1

I have a method that converts a file to bytes so that I can later send it over the internet. anyways because I plan to send large files I send chunks of files instead of sending the whole file. each chunk consist of an array of bytes (byte[]) . I am new to all this so I wanted to save each chunk in an List of chunks ( List ) before sending it . so my class looks like:

public class SomeClass
{

    public List<byte[]> binaryFileList;

    public void SendChunk(byte[] data, int index)
    {
        binaryFileList.Add(data);
        // later I will add code in here to do something with data
    }

    public void test(string path)
    {
        binaryFileList = new List<byte[]>();

        System.IO.FileStream stream = new System.IO.FileStream(path,
            System.IO.FileMode.Open, System.IO.FileAccess.Read);

        var MaxChunkSize = 10000;
        byte[] chunk = new byte[MaxChunkSize];
        while (true)
        {
            int index = 0;
            // There are various different ways of structuring this bit of code.
            // Fundamentally we're trying to keep reading in to our chunk until
            // either we reach the end of the stream, or we've read everything we need.
            while (index < chunk.Length)
            {
                int bytesRead = stream.Read(chunk, index, chunk.Length - index);

                if (bytesRead == 0)
                {
                    break;
                }
                index += bytesRead;
            }
            if (index != 0) // Our previous chunk may have been the last one
            {
                SendChunk(chunk, index); // index is the number of bytes in the chunk
            }
            if (index != chunk.Length) // We didn't read a full chunk: we're done
            {
                return;
            }
        }


    }
}

and when I execute:

SomeClass s = new SomeClass();
s.test(@"A:\Users\Tono\Desktop\t.iso");

binaryFileList List gets populated with chunks of the file: A:\Users\Tono\Desktop\t.iso

Now the problem came when I tied to create a file from that data. when debuging I noticed that the problem was because items in binaryFileList changed as I entered data. let me show you what I mean:

enter image description here

notice that in this debug it is the first time I add an item to binaryFileList. and also you can see each byte of that item in the array...

> _Data shown_
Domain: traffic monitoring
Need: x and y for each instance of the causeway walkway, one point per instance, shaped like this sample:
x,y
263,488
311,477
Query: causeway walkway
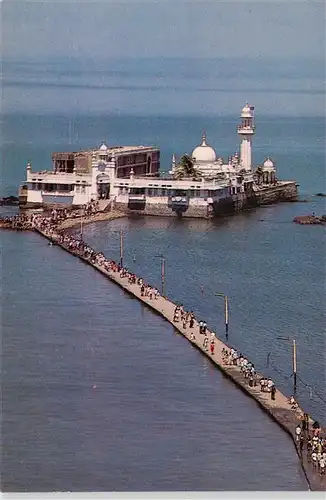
x,y
279,409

> _Task instructions_
1. In the forum post about sending a file in byte chunks, why does the test method return when `index != chunk.Length`?
2. What value does the forum post about sending a file in byte chunks assign to `MaxChunkSize`?
3. Continue the forum post about sending a file in byte chunks, starting after its last sentence.

> _Answers to the problems_
1. The method returns because a value of `index` smaller than the chunk length means a full chunk could not be read. The stream has run out of data, so the whole file has been read and the work is done.

2. 10000

3.
now I will let the method run more times adding more items to binaryFileList.

so now binaryFileList has 278 items instead of one like on the last picture:

enter image description here

so everything so far looks ok right? but did you guys recall that the first item of binaryFileList contained an array of bytes with almost all 0's? take a look at the first item of binaryFileList:

enter image description here

and as I keep adding items to binaryFileList note how the first item changes:

enter image description here

In other words binaryFileList is a list of byte[]. and when I add a byte[] to binaryFileList other byte[] should not change. they do change! why!?

Tono Nam
  • 34,064
  • 78
  • 298
  • 470

6 Answers6

2

The following line has to go inside the loop:

byte[] chunk = new byte[MaxChunkSize];

You create the chunk only once and overwrite it each time with new data. What you store in you list, is just a reference to this chunk, not a copy of it.

Achim
  • 15,415
  • 15
  • 80
  • 144
1

You are using the same reference of byte[] for chunk when you call stream.Read.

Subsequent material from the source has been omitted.